作業 1 =>
出典の「私が悩んでいることは、居間にある映画棚にあるビデオテープのことである。」という一文を英語に訳してください。
作業 2 =>
データ行の先頭から「11, 0, 205, 61」を含む行までのすべてを、各行を1つの文字列とするJSONリストに変換してください。空行と画像は含めないでください。

出典 =>
┄┄┄┄┄┄┄┄┄┄
2011-06-19 11:07:52 | 定年後の思い
私は定年退職後、私は念願の年金生活を始めて、
日常は買物、散策などの時、季節のうつろいを享受し、
その時に思ったこと、思索したことなどを心の発露として、
このブログのサイトに綴り投稿するのが、生きがいのひとつとなっている。

日常の大半は随筆、ノンフィクション、現代史、総合月刊雑誌などの読書、
ときおり20世紀の私の愛してやまい映画を自宅で鑑賞したり、
そして音楽も聴いたりしているので、一日が終るのが早い、と溜息をついたりすることが多い。

そして、ときたま小庭を手入れをしたり、
家内との共通趣味の国内旅行をして、その地の風土、文化などを学んだりしている。


このような生活をしているが、何故かしら、この2週間は落ち着きを失い、過ごしている。

過日の3日、我が家は遅ればせがら、テレビを『地上デジタル』に対応させた。
私が昨年の秋に魅了されたテレビの改定版の新商品3D機能の50型、
これに対応したハードディスクのあるブルーレイ・レコーダを購入した。

私が悩んでいることは、居間にある映画棚にあるビデオテープのことである。
┄┄┄┄┄┄┄┄┄┄
データ行 =>
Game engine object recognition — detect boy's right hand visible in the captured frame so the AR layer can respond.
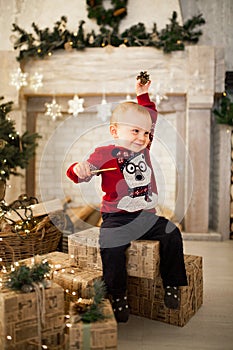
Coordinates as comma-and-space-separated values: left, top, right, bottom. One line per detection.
73, 161, 91, 179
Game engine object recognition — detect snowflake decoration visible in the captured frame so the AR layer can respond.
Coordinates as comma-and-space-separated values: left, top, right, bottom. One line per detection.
97, 98, 112, 122
45, 98, 62, 121
68, 95, 84, 117
30, 72, 43, 92
10, 68, 28, 90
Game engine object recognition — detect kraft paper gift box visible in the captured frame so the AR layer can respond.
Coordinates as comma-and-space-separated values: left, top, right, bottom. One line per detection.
69, 300, 117, 350
128, 255, 203, 327
53, 267, 102, 313
68, 227, 159, 279
0, 283, 65, 350
19, 252, 70, 277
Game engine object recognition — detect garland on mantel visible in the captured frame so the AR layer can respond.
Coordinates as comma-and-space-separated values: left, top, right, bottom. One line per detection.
11, 0, 205, 61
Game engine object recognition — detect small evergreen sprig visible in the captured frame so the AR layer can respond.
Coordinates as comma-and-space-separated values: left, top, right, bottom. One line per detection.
74, 280, 106, 323
6, 261, 50, 290
0, 97, 41, 181
213, 95, 233, 125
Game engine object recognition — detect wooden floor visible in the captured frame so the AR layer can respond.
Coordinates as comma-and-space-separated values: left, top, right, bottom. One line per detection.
118, 240, 233, 350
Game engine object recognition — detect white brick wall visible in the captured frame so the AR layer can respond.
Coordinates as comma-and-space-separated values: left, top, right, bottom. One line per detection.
36, 97, 176, 210
210, 119, 232, 239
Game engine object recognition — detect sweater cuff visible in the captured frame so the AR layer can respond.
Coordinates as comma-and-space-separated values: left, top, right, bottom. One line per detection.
137, 92, 151, 104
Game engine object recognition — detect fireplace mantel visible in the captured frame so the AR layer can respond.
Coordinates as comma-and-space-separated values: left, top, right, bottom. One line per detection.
23, 45, 225, 234
24, 46, 220, 104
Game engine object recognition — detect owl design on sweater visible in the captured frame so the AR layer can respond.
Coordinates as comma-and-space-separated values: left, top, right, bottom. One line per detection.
113, 152, 158, 212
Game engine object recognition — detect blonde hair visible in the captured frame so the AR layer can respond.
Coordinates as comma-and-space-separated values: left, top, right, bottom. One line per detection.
110, 101, 150, 124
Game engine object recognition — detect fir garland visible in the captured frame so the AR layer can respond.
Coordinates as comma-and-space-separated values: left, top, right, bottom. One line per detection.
0, 97, 41, 182
6, 261, 50, 292
73, 280, 106, 323
11, 9, 205, 61
213, 93, 233, 126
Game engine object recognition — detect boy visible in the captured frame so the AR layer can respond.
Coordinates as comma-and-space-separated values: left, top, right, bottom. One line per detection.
67, 76, 187, 322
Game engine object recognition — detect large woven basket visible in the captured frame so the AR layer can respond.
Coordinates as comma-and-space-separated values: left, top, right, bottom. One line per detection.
0, 211, 66, 267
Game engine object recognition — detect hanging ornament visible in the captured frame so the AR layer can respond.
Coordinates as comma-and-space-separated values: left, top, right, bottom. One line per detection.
10, 68, 28, 90
30, 72, 43, 92
68, 95, 84, 117
150, 83, 168, 106
45, 98, 62, 121
0, 139, 7, 150
137, 71, 150, 85
97, 95, 112, 122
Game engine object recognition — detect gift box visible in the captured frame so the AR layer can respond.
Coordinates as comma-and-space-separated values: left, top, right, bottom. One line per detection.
0, 284, 65, 350
69, 300, 117, 350
53, 267, 102, 313
68, 227, 159, 279
19, 252, 70, 277
128, 255, 203, 327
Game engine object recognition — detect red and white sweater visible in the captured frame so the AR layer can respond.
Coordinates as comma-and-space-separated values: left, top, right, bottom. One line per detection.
67, 93, 157, 213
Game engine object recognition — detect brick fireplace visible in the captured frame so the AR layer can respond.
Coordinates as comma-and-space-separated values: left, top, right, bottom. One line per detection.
22, 46, 224, 239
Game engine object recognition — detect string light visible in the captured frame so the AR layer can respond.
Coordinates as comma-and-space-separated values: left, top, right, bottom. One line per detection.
29, 72, 43, 92
45, 98, 62, 121
96, 93, 112, 122
10, 68, 28, 90
68, 95, 84, 117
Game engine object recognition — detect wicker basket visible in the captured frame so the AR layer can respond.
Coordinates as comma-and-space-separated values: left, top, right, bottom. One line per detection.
0, 211, 66, 267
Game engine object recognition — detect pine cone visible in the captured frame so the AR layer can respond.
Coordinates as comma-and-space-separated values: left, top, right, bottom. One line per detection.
137, 71, 150, 85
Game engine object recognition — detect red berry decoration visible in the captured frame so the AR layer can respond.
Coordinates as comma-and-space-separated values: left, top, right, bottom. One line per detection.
137, 71, 150, 85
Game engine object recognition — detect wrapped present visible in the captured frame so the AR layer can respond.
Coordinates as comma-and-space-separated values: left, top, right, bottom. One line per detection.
53, 267, 102, 313
19, 252, 70, 278
68, 227, 159, 279
127, 240, 160, 279
0, 284, 65, 350
68, 227, 102, 270
69, 300, 117, 350
128, 255, 203, 327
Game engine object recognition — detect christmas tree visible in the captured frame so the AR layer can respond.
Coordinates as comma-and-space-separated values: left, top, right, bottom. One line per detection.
0, 97, 40, 200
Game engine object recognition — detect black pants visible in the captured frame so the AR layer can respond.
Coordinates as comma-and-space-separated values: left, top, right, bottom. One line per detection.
100, 211, 187, 295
┄┄┄┄┄┄┄┄┄┄
作業結果 1 =>
What troubles me is the videotapes on the movie shelf in the living room.

作業結果 2 =>
[
  "Game engine object recognition — detect boy's right hand visible in the captured frame so the AR layer can respond.",
  "Coordinates as comma-and-space-separated values: left, top, right, bottom. One line per detection.",
  "73, 161, 91, 179",
  "Game engine object recognition — detect snowflake decoration visible in the captured frame so the AR layer can respond.",
  "Coordinates as comma-and-space-separated values: left, top, right, bottom. One line per detection.",
  "97, 98, 112, 122",
  "45, 98, 62, 121",
  "68, 95, 84, 117",
  "30, 72, 43, 92",
  "10, 68, 28, 90",
  "Game engine object recognition — detect kraft paper gift box visible in the captured frame so the AR layer can respond.",
  "Coordinates as comma-and-space-separated values: left, top, right, bottom. One line per detection.",
  "69, 300, 117, 350",
  "128, 255, 203, 327",
  "53, 267, 102, 313",
  "68, 227, 159, 279",
  "0, 283, 65, 350",
  "19, 252, 70, 277",
  "Game engine object recognition — detect garland on mantel visible in the captured frame so the AR layer can respond.",
  "Coordinates as comma-and-space-separated values: left, top, right, bottom. One line per detection.",
  "11, 0, 205, 61"
]